If you're a feminist and you still don't get how men are more successful in some areas, you could cry about masculinity, but maybe you should learn from them that what it takes is taking personal risks and leading by example, and getting over your personal risk-aversion. And if you can't grow some balls and get over your personal risk aversion, at least have the decency to appreciate those taking personal risks to further a common cause. How the hell is Loeb her enemy in your twisted mind?!
For every man you see at the top, there are 10 men at the bottom whose personal risk failed. Most likely, Loeb will be one of them. I'm actually going to bet on that. While Tarter will continue with her comfortable job with mediocre funding, or maybe bigger funding thanks to Loeb. He'll be the one with a ruined career, not Tarter. So easy to cry "toxic masculinity" when he's in the spotlight, lets see whether Tarter will wish to swap places in 10 years after he's failed. Then tell me with complete honesty which action was the harder one to do.

## THE PROBLEM:
Continue the comment about Loeb, Tarter, and personal risk, beginning right after its final sentence.

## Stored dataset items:
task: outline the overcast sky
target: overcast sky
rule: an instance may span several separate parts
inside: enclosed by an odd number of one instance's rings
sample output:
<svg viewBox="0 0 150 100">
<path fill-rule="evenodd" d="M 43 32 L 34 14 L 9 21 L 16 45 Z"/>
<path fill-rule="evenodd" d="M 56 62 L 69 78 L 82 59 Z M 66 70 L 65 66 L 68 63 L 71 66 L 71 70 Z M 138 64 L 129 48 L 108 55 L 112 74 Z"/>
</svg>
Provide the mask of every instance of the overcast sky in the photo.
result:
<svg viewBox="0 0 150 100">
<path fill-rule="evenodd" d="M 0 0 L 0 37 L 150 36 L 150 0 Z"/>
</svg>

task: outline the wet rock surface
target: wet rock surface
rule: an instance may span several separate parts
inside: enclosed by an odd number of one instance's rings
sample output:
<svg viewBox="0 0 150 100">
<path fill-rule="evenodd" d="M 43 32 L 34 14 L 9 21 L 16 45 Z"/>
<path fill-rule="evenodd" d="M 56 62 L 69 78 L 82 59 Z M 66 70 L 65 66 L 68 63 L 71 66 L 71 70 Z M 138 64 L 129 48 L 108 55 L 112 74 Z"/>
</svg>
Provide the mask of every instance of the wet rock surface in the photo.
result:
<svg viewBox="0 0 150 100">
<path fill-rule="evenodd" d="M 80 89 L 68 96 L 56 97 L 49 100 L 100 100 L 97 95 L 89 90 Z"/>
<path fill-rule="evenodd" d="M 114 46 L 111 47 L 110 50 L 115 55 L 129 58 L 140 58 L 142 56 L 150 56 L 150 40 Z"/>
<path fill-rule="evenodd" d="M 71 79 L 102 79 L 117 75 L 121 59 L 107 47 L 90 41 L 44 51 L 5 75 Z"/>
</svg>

==

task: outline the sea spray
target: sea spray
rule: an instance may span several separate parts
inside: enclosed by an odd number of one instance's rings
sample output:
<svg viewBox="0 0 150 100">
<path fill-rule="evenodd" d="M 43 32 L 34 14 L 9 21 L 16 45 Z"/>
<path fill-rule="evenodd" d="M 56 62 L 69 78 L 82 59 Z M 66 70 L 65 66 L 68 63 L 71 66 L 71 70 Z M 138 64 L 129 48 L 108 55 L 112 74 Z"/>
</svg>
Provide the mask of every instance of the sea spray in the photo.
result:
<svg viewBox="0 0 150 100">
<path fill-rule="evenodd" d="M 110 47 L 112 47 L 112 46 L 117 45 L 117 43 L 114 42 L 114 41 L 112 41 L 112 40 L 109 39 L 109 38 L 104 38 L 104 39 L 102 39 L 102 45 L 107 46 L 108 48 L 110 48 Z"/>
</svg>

## RESPONSE TO THE EXERCISE:
That's exactly toxic feminism. Pure envy towards the men taking the risks that you couldn't muster the courage to take. Next time, take the risk yourself or be grateful to those that have the courage to take risks that benefit you. Women can be just as brave, look at Greta Thunberg. I don't believe her either by the way (you can look my post history about climate change), but she did have more effect than many "evidence-builders" and she also took a greater risk, and I appreciate that.
You're the one who's instinctual association was to a dominatrix. It's your viewpoint of oppression and domination that's clouding your judgement.
Maybe one day we'll live in an AI supported paradise and you won't need to take risks.
Until we get there, it's going to be men's shitty role to take risks. I appreciate everyone who takes risk, men are just programmed for it.
And they need this dumb incentive carrot at the end. They need to see those few men at the top who made it to want to take their risk. You shouldn't hate them for it.
You have one sperm out of millions reaching the egg, while the egg's risk is that nothing will come. Until our society devolves into the women artificially inseminating themselves while being supported by robots in paradise, the real risk to society is that men stop taking risks. The least you can do is have some compassion for the fools.
> I think having people with courage to stand up and argue against the consensus is incredibly important.
I agree it would be nice if Loeb tried that. So far he hasn't made any arguments, just bloviated.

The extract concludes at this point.